***** DATA SECTION

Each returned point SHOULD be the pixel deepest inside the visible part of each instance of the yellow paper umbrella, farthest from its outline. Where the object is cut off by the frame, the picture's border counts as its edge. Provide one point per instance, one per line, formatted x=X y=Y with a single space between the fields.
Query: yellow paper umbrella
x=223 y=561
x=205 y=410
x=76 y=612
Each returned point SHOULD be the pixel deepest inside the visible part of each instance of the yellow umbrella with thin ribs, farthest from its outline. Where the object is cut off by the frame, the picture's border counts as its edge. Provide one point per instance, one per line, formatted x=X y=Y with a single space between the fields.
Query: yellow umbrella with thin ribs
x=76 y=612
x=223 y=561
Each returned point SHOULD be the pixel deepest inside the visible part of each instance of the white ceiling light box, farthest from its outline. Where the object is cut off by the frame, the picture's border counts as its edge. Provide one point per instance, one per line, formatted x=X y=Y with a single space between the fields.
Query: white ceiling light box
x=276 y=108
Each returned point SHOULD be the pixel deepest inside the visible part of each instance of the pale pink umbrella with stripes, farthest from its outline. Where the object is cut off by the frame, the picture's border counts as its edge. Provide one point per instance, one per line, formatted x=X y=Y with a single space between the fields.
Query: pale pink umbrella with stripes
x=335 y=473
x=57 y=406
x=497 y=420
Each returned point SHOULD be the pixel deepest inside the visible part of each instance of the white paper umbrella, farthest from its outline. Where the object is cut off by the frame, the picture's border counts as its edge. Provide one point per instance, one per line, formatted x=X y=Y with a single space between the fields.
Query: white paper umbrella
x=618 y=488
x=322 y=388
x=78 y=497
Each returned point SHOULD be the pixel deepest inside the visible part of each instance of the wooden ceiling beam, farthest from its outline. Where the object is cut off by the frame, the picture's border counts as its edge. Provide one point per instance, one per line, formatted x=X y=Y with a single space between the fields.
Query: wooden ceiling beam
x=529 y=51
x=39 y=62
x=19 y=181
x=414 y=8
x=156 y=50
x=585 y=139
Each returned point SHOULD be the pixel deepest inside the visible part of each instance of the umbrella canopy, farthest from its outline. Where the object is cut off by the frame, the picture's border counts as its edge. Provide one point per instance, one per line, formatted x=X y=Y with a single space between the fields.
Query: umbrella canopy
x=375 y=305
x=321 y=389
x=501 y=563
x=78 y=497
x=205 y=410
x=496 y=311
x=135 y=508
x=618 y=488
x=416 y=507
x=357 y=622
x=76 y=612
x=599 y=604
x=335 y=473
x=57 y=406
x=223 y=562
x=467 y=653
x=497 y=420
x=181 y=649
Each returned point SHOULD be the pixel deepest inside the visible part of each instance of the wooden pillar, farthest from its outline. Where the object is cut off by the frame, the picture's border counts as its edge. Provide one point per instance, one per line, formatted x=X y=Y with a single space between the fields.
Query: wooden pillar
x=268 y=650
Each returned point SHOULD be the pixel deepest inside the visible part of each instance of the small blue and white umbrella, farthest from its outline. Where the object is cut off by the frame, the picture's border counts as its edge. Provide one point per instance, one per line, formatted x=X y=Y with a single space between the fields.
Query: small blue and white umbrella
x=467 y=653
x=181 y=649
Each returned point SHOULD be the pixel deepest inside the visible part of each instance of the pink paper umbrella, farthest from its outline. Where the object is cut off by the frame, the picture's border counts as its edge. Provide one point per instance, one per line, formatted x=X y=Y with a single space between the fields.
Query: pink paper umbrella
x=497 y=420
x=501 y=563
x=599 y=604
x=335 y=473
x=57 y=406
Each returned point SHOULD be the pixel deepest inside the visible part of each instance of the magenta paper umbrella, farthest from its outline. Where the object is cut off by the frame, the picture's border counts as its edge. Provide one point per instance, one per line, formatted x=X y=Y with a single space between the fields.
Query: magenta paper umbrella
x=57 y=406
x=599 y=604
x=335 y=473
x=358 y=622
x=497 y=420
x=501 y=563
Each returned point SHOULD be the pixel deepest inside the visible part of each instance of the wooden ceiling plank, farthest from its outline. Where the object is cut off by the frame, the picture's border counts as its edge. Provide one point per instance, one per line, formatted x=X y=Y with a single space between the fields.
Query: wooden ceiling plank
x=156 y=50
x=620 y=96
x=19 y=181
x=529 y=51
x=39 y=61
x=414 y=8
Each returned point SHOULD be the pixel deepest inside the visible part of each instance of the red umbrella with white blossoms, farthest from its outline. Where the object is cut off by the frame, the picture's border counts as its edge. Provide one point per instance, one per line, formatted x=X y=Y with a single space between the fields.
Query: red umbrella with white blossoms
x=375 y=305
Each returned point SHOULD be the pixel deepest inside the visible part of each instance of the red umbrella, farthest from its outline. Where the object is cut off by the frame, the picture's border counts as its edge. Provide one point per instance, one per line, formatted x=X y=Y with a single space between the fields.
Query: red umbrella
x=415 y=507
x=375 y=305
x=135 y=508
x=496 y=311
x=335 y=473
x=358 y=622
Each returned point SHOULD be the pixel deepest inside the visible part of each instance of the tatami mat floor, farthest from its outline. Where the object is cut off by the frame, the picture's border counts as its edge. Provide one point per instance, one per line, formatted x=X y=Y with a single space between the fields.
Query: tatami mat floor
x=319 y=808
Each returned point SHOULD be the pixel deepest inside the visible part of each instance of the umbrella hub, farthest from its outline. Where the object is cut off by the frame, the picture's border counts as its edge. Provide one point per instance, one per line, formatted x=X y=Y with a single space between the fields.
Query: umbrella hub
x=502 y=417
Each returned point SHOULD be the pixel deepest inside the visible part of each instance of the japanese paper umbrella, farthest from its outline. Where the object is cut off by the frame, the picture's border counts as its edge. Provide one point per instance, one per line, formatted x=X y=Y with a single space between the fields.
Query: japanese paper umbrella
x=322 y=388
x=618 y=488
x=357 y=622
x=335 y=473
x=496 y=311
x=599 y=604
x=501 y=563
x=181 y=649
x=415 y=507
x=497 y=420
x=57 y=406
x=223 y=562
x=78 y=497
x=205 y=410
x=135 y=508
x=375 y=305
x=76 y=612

**********

*TASK INSTRUCTIONS*:
Emit the records above again, exactly, with no line skipped.

*THE ANSWER*:
Each returned point SHOULD be the pixel deepest inside the visible part of each instance of the yellow paper umbrella, farthest from its outline. Where the object is cut off by the frame, the picture's border counts as its edge. Provide one point per instance, one per line, formatted x=X y=Y with a single space between the fields.
Query: yellow paper umbrella
x=223 y=561
x=205 y=410
x=76 y=612
Each returned point SHOULD be the pixel deepest inside the visible part of each instance of the yellow umbrella with thin ribs, farthest from its outline. Where the object is cut off by the frame, the picture's border counts as its edge. Provide one point per instance, one per line, formatted x=X y=Y with a single space between the fields.
Query: yellow umbrella with thin ribs
x=76 y=612
x=223 y=561
Each returned point SHOULD be the pixel deepest inside the visible part of each instance of the white ceiling light box, farthest from its outline. Where the object is cut off by the frame, the picture's border counts as its edge. Provide one point per instance, one per line, formatted x=X y=Y with a single space between the fields.
Query: white ceiling light box
x=276 y=108
Each returned point SHOULD be the pixel deepest inside the visible part of each instance of the pale pink umbrella with stripes, farthest from its outline. Where the object is cut off by the frame, the picture's border counts as its edge. Provide one point per instance, one per line, formatted x=X y=Y with a single space between the fields.
Query: pale pink umbrella with stripes
x=335 y=473
x=57 y=406
x=497 y=420
Each returned point SHOULD be the pixel deepest inside the visible part of each instance of the white paper umbrella, farthest from its outline. Where the object is cut off by the frame, the picture's border counts as its edge. Provide one point per instance, one per line, formatted x=X y=Y with a single space between the fields.
Query: white paper umbrella
x=618 y=488
x=322 y=388
x=78 y=497
Each returned point SHOULD be the pixel deepest inside the visible part of each instance of the wooden ceiling beam, farthest from its outline. Where the object is cut off by the frame, the picture's border counts as its edge. Provide one point per instance, one per line, formatted x=X y=Y with a single space between the fields.
Query: wooden ceiling beam
x=529 y=51
x=39 y=62
x=19 y=181
x=414 y=8
x=156 y=50
x=585 y=139
Each returned point SHOULD be the pixel deepest inside the visible part of each instance of the umbrella canopy, farthest from its outline. Where the object is cut off by the frame, the picture's border counts as its edge. Provide one point per instance, one per line, formatted x=X y=Y with a single space between the fields.
Query: umbrella canopy
x=375 y=305
x=321 y=389
x=501 y=563
x=78 y=497
x=205 y=410
x=496 y=311
x=135 y=508
x=618 y=488
x=416 y=507
x=357 y=622
x=76 y=612
x=599 y=604
x=335 y=473
x=57 y=406
x=223 y=562
x=467 y=653
x=497 y=420
x=181 y=649
Each returned point SHOULD be the pixel deepest inside the visible part of each instance of the wooden pillar, farthest from its outline. Where the object is cut off by the frame, the picture's border counts as its edge. Provide one point per instance, one per line, formatted x=X y=Y with a single space between the fields.
Query: wooden pillar
x=268 y=650
Each returned point SHOULD be the pixel deepest inside the visible part of each instance of the small blue and white umbrella, farthest from its outline. Where the object is cut off by the frame, the picture's border counts as its edge. Provide one point per instance, one per line, formatted x=X y=Y with a single space between the fields.
Query: small blue and white umbrella
x=467 y=653
x=181 y=649
Each returned point SHOULD be the pixel deepest inside the visible part of each instance of the pink paper umbrella, farthest from its outline. Where the object is cut off by the frame, the picture's border counts as its edge. Provide one point per instance, one per line, formatted x=X y=Y with a single space between the fields.
Query: pink paper umbrella
x=497 y=420
x=501 y=563
x=599 y=604
x=335 y=473
x=57 y=406
Each returned point SHOULD be the pixel deepest inside the visible part of each instance of the magenta paper umbrella, farthest from its outline. Where the object is cut off by the frame, the picture's border counts as its edge. Provide one point per instance, one per line, formatted x=X y=Y with a single space between the fields.
Query: magenta paper umbrella
x=57 y=406
x=599 y=604
x=335 y=473
x=358 y=622
x=497 y=420
x=501 y=563
Each returned point SHOULD be the pixel deepest inside the visible part of each instance of the wooden ceiling plank, farthest from its outline. Where the object is cut off by the frame, the picture's border counts as its edge. Provide one point per instance, one per line, formatted x=X y=Y with a single space between the fields.
Query: wooden ceiling plank
x=156 y=50
x=620 y=96
x=19 y=181
x=529 y=51
x=39 y=61
x=414 y=8
Each returned point SHOULD be the pixel deepest inside the visible part of each instance of the red umbrella with white blossoms, farthest from its outline. Where the object is cut off by the frame, the picture's border counts as its edge. Provide one point per instance, one per line, formatted x=X y=Y with a single space between the fields.
Query: red umbrella with white blossoms
x=375 y=305
Each returned point SHOULD be the pixel deepest inside the visible part of each instance of the red umbrella, farthest from its outline. Where the object is cut off by the frame, the picture's border counts as its edge. Provide one point per instance, one per line, formatted x=X y=Y with a single space between the fields.
Query: red umbrella
x=415 y=507
x=375 y=305
x=135 y=508
x=496 y=311
x=335 y=473
x=358 y=622
Each returned point SHOULD be the pixel deepest inside the visible part of each instance of the tatami mat floor, farthest from its outline. Where the object is cut off by the frame, the picture's border counts as its edge. Provide one point per instance, one per line, formatted x=X y=Y with a single space between the fields.
Query: tatami mat floor
x=319 y=808
Each returned point SHOULD be the pixel deepest inside the visible part of each instance of the umbrella hub, farthest from its outline. Where the object is cut off by the frame, the picture's border counts as its edge. Provide one point per instance, one per line, formatted x=X y=Y with a single space between the fields.
Query: umbrella hub
x=502 y=417
Each returned point SHOULD be the pixel deepest inside the visible part of each instance of the japanese paper umbrella, farthest from its outline. Where the object is cut off by the frame, the picture's border counts as its edge. Provide one point per instance, one per line, formatted x=X y=Y with a single space between the fields.
Query: japanese paper umbrella
x=322 y=388
x=618 y=488
x=357 y=622
x=335 y=473
x=496 y=311
x=599 y=604
x=501 y=563
x=181 y=649
x=415 y=507
x=497 y=420
x=57 y=406
x=223 y=562
x=78 y=497
x=205 y=410
x=135 y=508
x=375 y=305
x=76 y=612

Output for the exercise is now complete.